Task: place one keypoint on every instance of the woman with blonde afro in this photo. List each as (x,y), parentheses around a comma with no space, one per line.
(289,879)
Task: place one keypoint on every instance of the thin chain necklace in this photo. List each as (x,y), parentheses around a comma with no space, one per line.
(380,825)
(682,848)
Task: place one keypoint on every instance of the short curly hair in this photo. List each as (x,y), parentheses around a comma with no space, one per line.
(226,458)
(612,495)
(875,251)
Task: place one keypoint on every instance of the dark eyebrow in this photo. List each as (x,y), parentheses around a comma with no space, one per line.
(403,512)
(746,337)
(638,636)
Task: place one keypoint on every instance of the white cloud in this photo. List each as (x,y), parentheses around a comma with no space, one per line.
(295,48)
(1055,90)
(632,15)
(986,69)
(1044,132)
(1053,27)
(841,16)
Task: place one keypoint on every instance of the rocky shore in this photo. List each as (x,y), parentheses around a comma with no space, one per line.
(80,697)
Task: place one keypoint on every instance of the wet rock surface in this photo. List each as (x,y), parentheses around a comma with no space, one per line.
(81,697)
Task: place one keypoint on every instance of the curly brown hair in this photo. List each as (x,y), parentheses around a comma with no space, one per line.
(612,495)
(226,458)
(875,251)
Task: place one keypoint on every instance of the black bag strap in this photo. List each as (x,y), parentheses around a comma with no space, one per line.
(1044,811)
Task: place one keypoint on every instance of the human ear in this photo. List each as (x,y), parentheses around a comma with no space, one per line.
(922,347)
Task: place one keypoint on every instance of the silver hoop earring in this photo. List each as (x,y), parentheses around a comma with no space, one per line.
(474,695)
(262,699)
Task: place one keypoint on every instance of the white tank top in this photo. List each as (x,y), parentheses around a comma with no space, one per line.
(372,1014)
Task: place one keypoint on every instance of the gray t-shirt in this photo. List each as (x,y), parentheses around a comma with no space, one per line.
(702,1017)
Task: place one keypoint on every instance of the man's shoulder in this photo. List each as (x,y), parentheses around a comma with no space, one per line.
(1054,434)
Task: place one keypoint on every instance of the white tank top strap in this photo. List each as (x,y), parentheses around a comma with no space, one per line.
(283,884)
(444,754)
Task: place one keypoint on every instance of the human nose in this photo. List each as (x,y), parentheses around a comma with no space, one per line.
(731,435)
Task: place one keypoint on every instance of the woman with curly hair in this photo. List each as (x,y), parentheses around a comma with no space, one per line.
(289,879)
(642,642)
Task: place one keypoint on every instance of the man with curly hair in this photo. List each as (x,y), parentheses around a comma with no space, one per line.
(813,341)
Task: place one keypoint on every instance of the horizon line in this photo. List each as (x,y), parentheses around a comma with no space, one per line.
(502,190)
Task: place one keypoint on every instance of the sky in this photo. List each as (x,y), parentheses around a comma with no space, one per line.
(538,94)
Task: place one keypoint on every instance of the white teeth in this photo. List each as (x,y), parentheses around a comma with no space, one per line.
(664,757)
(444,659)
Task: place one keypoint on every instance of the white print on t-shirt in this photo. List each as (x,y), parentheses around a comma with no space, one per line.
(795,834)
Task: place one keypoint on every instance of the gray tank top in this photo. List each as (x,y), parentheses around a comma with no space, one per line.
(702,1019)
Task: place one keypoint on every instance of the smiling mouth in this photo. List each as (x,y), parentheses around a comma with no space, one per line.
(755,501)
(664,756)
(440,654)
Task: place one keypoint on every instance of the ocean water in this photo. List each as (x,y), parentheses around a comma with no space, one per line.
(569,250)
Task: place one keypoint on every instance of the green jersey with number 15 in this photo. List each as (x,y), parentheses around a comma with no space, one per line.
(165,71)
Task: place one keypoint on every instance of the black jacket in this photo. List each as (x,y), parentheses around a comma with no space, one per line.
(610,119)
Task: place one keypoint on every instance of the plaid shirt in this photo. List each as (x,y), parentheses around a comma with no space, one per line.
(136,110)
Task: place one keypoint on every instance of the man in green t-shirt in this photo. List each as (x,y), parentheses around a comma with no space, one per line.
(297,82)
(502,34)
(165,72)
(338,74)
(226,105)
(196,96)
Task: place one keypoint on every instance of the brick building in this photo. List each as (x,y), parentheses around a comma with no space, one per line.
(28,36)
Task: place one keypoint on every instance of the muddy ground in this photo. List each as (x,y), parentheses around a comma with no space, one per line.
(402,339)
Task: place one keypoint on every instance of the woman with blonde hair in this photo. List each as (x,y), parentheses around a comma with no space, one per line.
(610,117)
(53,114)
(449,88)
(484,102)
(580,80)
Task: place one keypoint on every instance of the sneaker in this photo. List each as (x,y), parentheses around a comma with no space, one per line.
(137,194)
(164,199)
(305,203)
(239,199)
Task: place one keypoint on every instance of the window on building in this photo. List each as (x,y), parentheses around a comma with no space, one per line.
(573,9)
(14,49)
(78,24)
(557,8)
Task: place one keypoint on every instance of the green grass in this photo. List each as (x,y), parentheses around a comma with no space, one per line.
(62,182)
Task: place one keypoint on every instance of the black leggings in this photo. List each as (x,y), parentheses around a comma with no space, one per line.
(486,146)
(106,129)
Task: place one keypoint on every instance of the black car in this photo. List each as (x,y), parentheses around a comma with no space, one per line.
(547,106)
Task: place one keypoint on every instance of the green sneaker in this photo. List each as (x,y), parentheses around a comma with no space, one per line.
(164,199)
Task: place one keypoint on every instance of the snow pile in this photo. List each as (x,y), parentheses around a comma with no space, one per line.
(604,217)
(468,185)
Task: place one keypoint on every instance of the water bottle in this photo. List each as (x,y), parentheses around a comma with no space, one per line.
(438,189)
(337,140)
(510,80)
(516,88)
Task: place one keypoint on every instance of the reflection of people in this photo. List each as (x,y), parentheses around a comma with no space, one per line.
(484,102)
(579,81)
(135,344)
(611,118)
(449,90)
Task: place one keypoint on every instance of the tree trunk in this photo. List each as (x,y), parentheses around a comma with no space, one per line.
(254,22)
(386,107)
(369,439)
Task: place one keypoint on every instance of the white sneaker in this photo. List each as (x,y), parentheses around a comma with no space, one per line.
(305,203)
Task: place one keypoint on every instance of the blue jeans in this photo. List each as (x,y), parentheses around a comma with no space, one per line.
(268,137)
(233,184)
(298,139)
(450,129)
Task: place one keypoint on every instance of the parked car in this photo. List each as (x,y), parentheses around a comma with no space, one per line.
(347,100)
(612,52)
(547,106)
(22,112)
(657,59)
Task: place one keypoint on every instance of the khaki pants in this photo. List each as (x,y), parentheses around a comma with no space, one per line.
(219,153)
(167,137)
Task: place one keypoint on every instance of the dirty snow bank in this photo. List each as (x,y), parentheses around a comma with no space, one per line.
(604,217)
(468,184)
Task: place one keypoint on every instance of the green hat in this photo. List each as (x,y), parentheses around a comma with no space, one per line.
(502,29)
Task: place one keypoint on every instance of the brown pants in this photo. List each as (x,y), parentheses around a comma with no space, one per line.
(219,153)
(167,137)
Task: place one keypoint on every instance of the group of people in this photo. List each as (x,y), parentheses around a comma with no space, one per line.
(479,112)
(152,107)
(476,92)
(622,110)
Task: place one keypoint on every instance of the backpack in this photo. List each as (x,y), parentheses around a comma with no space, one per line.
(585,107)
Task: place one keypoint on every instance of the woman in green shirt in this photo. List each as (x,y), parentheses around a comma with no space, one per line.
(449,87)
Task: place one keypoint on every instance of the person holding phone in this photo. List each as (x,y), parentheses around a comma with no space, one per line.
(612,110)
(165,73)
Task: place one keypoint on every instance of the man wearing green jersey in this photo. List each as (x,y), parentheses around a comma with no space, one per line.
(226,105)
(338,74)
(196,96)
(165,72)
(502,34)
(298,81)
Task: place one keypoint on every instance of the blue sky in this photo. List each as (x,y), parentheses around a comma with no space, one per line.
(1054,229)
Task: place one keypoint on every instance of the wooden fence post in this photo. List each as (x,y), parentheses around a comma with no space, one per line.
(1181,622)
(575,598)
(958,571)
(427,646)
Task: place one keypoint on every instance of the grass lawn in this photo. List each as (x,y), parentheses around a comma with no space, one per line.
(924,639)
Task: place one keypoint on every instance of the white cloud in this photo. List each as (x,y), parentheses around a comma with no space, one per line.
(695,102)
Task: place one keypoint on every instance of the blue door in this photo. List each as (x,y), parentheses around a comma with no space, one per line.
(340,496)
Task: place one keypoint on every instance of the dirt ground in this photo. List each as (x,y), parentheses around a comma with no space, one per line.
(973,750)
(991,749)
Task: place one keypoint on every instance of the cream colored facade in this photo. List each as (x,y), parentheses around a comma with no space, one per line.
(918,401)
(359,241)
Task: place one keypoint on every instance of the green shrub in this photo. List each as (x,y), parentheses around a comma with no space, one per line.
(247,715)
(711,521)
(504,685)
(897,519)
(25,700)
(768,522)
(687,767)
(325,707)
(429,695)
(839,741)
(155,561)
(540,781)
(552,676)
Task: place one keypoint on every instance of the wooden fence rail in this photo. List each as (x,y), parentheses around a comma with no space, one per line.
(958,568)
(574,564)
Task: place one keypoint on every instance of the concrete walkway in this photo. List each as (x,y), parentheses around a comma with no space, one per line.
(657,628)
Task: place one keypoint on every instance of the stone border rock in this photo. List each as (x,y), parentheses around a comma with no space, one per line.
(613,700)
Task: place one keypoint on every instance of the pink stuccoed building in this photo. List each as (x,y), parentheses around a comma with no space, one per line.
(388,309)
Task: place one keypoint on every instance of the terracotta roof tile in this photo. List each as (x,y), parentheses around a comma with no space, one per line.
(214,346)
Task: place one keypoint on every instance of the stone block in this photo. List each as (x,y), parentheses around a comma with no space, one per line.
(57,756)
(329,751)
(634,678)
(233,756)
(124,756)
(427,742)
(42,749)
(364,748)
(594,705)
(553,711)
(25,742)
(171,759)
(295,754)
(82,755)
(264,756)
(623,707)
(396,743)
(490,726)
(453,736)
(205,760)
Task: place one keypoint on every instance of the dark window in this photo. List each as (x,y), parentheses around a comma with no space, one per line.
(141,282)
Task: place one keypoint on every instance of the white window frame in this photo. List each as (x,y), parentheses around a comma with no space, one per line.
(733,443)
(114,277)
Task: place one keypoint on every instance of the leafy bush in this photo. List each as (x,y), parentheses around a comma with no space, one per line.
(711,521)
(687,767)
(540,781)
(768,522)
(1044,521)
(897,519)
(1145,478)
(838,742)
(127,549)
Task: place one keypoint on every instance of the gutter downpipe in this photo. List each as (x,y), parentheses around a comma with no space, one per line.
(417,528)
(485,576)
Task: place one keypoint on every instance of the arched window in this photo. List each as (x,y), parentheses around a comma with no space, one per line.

────

■ **WHAT THE TASK REQUIRES**
Retype the lines of the material from the one containing "Task: place one keypoint on every instance of the stone block" through the last line, exactly, and give no other lines.

■ **OUTPUT FOR THIS EXERCISE**
Task: place one keypoint on every instance of the stone block in this photo. List each as (x,y), parentheses around a comma with no space, one per line.
(57,756)
(329,751)
(634,678)
(233,756)
(124,756)
(427,742)
(42,749)
(364,748)
(594,705)
(553,711)
(25,742)
(171,759)
(295,754)
(82,755)
(264,756)
(623,707)
(396,743)
(490,726)
(453,736)
(205,760)
Task: place one keypoint on every instance of the dark window in this photo. List each as (x,y), parentheses around a comma with no space, one per line.
(141,282)
Task: place one keypoint on every instance of the white window frame in this photo. List each as (x,y), parentheses around a comma with no space, one per line.
(733,443)
(114,277)
Task: place one keypoint on every instance of the leafy bush in this photo. List each as (x,y), parentheses around a comma with no space, one per line.
(711,521)
(687,767)
(540,781)
(768,522)
(1044,521)
(897,519)
(1145,478)
(838,742)
(127,549)
Task: place one keypoint on every instance of the gutter downpipe in this photo. List each as (x,y), parentheses around a comma with no space, one per line.
(417,528)
(485,576)
Task: place one keypoint on every instance of the arched window in this photo. List each as (x,y), parentheses around a comma with no space, one per line.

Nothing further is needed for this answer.